Work request 1: Copy the passage on Kohl's quarterly results word for word, starting with "Gass added that" and going on through "the first quarter.".
Work request 2: In the passage on Kohl's quarterly results, how much cash did the retailer hold at the end of the reported quarter?
--- Passage Enclosed Below ---
Meanwhile, Kohl’s net sales in the three months ended Aug. 1, dropped 23% to $3.21 billion year-on-year, but exceeded analysts’ estimates of $3.09 billion. The decline was due primarily to stores being open about 25% fewer days than last year and operating with limited hours. Digital sales increased 58% and made up 41% of net sales in the quarter, up from 20% last year.
On an adjusted basis, the company lost 25 cents per share in the second quarter, compared with the 83 cent loss expected by analysts.
“Our organization continues to navigate through a period of extraordinary change and uncertainty presented by the Covid-19 crisis. We reopened all of our stores with new safety and operating procedures, accelerated digital growth, and showed great discipline in managing inventory and expenses meaningfully lower,” Kohl’s CEO Michelle Gass said. “As we look ahead, we are planning for the crisis to continue to impact our business in the near-term.”
Gass added that the department store chain is “well-positioned to capitalize on evolving customer behaviors and the retail industry disruption, which we believe will drive long-term growth and increased market share.”
The retailer, which operates more than 1,100 stores in 49 states said it strengthened its financial position ending the reported quarter with $2.4 billion in cash, up from $2 billion at the end of the first quarter.
Shares in Kohl’s have nosedived some 61% so far this year as the department store chain earlier this year was forced to shut its stores down to help contain the fast spread of the coronavirus pandemic. (See Kohl’s stock analysis on TipRanks)
Last month, UBS analyst Jay Sole downgraded the stock to Sell from Hold and lowered the price target to $14 (29% downside potential) from $17.50, saying that “the market does not fully appreciate how much Covid-19 will permanently disrupt the retail landscape.”
“Covid-19 is accelerating the shift to online shopping and UBS Evidence Lab data suggests the effect will persist after the pandemic ends,” Sole wrote in a note to investors. “To deliver steady long-term growth, we believe brands can no longer rely on malls or department stores to drive traffic. Brands have to generate their own audiences and become destinations.”
Sole added that “even if department stores are able to replace a large piece of lost brick-and-mortar sales with online revenue, we doubt this mix shift will help margins”.
Overall, Wall Street analysts are sidelined on the stock. The Hold analyst consensus shows 5 Holds, 2 Sells and 1 Buy. The $20.14 average price target indicates a mere 2.4% upside potential in the shares in the coming 12 months.
--- End of Enclosed Passage ---
--- Source data Enclosed Below ---
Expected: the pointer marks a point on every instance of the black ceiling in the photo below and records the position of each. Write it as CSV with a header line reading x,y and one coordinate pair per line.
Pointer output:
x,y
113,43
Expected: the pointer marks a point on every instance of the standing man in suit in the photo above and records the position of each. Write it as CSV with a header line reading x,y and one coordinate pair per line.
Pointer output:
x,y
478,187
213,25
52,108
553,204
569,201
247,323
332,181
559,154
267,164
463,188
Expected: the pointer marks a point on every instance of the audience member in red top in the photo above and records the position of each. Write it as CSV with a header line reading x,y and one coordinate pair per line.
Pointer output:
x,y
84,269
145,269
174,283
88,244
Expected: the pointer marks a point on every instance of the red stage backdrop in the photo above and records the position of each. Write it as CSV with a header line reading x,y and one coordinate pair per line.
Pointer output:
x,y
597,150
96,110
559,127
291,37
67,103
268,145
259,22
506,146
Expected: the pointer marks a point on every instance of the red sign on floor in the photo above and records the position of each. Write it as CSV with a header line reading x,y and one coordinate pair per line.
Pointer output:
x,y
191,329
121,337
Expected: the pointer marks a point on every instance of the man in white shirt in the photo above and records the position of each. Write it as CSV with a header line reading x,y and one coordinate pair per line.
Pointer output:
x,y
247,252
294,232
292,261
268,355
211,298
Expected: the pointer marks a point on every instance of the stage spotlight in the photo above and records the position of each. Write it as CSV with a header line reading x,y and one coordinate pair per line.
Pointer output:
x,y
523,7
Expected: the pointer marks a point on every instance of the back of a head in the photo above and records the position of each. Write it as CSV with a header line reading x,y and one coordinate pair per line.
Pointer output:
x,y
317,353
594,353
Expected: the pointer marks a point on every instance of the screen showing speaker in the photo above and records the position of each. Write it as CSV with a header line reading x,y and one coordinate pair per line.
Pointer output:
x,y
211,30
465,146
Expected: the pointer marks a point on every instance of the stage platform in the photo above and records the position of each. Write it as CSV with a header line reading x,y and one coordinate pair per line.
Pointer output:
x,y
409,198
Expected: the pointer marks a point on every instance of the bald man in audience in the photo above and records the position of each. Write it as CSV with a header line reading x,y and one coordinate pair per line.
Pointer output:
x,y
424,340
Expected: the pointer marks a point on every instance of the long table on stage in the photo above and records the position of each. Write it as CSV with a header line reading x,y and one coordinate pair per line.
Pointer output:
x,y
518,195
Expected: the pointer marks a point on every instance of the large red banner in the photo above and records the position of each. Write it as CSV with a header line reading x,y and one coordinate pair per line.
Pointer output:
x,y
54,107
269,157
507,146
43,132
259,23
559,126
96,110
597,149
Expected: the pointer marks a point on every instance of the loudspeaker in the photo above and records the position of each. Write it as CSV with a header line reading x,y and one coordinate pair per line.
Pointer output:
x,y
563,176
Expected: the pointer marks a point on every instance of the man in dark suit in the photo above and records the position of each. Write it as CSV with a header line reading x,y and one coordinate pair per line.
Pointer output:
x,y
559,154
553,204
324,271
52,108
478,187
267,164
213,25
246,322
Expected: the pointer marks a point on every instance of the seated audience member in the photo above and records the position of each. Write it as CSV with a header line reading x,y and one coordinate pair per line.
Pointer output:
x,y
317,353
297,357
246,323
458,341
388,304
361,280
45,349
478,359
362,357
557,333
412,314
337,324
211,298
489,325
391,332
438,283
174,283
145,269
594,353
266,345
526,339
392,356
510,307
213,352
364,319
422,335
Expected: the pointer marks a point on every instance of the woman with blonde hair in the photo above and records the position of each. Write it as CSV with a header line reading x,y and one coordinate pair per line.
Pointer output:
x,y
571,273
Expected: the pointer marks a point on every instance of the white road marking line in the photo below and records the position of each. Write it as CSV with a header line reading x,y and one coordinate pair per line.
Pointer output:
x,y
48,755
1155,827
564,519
--- End of Enclosed Source data ---
Exercise solution 1:
Gass added that the department store chain is “well-positioned to capitalize on evolving customer behaviors and the retail industry disruption, which we believe will drive long-term growth and increased market share.”
The retailer, which operates more than 1,100 stores in 49 states said it strengthened its financial position ending the reported quarter with $2.4 billion in cash, up from $2 billion at the end of the first quarter.

Exercise solution 2: $2.4 billion